**TASK PROMPT:** Reproduce the items below verbatim, starting with the first line and ending with the line that contains "(1238, 412)", and output nothing beyond that line.

(Records from a data collection)

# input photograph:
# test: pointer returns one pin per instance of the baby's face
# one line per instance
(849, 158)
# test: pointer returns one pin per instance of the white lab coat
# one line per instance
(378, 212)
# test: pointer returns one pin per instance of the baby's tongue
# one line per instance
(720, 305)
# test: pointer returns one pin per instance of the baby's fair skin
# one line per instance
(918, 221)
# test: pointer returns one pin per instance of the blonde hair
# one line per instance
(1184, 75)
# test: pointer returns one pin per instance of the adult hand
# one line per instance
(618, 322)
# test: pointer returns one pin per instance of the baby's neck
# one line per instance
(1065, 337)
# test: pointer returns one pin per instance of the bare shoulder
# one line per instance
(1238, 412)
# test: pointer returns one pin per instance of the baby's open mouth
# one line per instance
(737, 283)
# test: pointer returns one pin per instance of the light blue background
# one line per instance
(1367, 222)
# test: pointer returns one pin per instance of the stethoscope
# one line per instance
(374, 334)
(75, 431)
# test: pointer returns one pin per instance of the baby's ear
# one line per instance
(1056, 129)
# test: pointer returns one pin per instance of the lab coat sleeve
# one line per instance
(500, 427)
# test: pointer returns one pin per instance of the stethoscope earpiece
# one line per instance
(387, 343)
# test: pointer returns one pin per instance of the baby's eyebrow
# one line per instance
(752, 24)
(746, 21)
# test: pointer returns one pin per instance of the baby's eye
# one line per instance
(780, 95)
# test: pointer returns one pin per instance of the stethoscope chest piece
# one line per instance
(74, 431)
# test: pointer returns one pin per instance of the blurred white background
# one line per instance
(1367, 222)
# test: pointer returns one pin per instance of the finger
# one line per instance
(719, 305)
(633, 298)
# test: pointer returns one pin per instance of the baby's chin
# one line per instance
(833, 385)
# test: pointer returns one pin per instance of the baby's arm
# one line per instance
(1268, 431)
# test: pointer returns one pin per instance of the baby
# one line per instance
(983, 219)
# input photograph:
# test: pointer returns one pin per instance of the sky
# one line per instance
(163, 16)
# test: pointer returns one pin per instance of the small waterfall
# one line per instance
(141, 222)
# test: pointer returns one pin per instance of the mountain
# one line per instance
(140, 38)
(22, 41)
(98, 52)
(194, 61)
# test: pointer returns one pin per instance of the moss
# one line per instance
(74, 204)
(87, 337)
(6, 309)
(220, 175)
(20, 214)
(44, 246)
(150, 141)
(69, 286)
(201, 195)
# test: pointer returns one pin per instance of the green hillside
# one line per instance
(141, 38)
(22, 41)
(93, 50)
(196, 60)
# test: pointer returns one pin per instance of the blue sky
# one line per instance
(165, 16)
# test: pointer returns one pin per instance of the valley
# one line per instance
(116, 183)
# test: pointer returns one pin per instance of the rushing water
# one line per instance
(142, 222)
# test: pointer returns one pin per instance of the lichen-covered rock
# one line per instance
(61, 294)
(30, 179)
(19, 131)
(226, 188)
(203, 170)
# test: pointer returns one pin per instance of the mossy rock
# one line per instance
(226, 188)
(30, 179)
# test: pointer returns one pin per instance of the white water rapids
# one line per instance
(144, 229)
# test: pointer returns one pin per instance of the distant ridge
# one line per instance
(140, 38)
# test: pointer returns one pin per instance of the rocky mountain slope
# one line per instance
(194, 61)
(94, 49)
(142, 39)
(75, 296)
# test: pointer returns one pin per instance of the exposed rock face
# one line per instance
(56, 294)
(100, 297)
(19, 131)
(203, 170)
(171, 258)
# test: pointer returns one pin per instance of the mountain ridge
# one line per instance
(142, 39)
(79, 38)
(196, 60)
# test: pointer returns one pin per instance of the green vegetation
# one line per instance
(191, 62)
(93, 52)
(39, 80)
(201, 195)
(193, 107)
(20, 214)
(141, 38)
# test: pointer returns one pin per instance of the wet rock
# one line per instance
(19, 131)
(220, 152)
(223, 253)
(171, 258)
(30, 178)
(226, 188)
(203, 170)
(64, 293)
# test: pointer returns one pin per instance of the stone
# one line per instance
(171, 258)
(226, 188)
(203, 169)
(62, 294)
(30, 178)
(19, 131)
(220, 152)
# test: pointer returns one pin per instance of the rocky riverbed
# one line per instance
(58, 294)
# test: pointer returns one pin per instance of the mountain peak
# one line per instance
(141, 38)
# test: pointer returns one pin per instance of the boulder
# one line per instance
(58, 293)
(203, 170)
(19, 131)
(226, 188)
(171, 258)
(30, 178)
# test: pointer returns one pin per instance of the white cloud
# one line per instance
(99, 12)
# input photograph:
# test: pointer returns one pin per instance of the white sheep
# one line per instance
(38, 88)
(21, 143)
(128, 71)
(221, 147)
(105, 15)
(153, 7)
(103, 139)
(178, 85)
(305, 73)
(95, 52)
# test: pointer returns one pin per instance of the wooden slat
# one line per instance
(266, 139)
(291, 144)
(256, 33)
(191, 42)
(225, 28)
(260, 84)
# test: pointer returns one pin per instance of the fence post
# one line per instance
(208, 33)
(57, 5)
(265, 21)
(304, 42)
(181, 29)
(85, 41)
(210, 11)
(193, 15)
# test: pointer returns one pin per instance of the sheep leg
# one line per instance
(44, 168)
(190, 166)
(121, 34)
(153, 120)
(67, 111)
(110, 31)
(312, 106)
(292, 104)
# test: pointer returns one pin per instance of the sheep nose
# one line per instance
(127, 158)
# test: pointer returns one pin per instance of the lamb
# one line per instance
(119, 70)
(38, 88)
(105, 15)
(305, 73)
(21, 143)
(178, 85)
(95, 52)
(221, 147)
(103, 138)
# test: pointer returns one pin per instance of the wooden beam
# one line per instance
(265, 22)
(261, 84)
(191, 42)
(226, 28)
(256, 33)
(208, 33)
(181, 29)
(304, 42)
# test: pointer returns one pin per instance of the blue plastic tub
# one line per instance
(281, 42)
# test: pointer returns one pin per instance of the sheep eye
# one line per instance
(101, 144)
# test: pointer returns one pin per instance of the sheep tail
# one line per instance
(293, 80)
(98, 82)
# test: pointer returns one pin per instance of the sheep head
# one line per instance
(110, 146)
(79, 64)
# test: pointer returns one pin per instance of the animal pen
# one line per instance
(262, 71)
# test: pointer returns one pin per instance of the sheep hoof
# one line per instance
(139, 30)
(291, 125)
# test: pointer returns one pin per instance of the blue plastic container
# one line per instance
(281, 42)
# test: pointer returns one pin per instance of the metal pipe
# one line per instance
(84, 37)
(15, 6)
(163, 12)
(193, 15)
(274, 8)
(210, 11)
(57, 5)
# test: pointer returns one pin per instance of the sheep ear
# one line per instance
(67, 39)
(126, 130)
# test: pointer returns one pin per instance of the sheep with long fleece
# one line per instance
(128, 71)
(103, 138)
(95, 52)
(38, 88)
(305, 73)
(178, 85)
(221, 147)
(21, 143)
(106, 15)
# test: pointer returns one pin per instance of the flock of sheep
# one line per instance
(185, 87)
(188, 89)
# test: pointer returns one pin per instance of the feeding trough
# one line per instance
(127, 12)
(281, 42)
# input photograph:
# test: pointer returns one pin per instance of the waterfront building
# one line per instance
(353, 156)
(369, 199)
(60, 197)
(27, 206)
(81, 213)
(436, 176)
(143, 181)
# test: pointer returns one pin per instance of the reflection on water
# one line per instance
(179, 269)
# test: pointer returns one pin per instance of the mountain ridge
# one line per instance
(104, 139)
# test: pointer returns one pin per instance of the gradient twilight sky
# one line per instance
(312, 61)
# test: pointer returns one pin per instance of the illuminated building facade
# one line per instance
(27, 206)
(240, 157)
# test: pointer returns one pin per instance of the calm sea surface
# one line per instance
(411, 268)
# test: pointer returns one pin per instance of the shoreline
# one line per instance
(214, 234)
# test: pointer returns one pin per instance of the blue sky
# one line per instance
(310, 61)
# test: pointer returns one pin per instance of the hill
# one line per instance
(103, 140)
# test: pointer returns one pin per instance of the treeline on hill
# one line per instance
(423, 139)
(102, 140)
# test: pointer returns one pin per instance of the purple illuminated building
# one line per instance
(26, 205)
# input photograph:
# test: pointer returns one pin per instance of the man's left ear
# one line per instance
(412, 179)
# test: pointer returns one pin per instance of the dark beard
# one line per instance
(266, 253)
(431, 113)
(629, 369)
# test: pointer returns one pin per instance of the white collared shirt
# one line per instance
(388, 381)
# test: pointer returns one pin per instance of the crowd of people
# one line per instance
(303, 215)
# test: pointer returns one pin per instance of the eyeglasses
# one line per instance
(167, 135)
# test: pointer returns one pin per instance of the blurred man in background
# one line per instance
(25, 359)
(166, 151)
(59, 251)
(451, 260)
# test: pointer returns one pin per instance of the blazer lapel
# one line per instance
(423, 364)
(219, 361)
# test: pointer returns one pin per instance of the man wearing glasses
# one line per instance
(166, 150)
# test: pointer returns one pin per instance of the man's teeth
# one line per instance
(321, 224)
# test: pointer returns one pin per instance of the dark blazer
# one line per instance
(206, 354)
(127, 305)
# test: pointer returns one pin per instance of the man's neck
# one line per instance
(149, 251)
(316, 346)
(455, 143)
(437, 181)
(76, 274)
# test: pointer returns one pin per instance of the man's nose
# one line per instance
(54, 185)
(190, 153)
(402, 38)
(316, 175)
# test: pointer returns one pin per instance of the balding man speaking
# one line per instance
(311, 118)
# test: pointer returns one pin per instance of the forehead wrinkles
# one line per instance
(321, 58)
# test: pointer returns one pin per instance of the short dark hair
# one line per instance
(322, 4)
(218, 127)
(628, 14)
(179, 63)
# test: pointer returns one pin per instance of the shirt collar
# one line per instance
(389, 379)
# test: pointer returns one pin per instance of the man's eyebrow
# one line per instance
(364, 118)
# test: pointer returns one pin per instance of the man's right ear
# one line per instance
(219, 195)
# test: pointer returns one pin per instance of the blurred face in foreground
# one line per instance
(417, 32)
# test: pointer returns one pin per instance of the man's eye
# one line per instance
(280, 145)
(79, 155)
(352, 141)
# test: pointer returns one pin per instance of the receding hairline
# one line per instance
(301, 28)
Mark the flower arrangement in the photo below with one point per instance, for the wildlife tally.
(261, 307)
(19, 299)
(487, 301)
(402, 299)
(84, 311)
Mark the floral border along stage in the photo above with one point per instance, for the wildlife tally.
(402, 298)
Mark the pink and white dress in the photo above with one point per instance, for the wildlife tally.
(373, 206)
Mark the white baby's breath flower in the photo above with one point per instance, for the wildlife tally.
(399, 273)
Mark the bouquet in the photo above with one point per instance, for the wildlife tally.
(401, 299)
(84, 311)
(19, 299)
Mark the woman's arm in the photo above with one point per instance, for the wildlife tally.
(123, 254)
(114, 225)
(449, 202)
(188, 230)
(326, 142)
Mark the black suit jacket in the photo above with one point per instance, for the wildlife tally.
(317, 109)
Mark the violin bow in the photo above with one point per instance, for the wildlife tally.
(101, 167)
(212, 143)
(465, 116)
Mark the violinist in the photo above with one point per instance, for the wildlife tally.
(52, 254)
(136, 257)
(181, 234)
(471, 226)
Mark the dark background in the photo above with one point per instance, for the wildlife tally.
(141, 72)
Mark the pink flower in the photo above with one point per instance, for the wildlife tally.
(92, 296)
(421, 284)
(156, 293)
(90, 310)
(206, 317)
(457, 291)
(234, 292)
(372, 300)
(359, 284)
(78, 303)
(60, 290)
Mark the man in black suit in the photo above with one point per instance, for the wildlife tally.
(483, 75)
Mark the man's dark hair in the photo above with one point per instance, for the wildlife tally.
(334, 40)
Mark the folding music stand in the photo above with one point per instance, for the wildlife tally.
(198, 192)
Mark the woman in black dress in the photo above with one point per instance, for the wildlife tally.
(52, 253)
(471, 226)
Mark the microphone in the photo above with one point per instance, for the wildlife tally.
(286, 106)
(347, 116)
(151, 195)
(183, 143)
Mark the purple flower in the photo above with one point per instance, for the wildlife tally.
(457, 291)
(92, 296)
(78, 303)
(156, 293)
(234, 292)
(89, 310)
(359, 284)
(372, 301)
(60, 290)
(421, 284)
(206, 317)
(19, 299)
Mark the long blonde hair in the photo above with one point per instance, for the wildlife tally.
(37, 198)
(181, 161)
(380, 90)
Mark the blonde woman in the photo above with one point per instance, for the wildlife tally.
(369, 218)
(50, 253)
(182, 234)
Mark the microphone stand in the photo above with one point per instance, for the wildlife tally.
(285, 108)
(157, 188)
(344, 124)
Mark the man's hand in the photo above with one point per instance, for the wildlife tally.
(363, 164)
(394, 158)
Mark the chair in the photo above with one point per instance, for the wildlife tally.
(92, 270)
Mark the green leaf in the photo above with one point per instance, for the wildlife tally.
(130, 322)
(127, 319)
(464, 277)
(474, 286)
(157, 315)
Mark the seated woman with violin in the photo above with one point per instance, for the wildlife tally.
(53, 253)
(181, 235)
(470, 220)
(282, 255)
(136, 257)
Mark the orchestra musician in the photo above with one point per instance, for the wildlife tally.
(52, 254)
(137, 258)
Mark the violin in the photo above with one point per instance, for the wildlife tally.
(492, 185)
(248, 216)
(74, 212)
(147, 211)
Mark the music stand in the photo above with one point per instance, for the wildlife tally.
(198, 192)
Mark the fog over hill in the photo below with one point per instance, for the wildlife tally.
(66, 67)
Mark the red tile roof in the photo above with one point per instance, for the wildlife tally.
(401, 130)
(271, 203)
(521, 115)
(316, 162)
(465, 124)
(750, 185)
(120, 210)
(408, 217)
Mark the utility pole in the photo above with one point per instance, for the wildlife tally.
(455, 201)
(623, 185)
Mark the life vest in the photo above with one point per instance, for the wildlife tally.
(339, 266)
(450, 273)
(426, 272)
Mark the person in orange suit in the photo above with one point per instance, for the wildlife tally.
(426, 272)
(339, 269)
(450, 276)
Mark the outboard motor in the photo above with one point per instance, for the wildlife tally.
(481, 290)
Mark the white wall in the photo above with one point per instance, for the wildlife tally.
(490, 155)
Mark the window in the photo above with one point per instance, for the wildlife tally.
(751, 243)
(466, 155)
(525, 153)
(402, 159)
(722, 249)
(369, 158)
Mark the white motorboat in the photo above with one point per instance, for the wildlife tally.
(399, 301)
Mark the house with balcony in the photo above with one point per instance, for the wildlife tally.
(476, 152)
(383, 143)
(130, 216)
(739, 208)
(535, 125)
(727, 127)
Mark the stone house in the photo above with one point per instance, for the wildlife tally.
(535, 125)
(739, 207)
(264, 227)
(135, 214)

**ANSWER FOR THE TASK:**
# input photograph:
# test: pointer returns one pin per instance of the baby's face
# one line per instance
(849, 158)
# test: pointer returns one pin per instance of the white lab coat
# one line per instance
(378, 212)
# test: pointer returns one pin per instance of the baby's tongue
# one line per instance
(720, 305)
# test: pointer returns one pin per instance of the baby's fair skin
# one line per instance
(918, 221)
# test: pointer returns one pin per instance of the blonde hair
# one line per instance
(1184, 75)
# test: pointer returns one pin per instance of the adult hand
# one line per instance
(618, 322)
# test: pointer returns one pin per instance of the baby's neck
# one line per instance
(1065, 337)
# test: pointer returns one pin per instance of the bare shoulder
# one line per instance
(1238, 412)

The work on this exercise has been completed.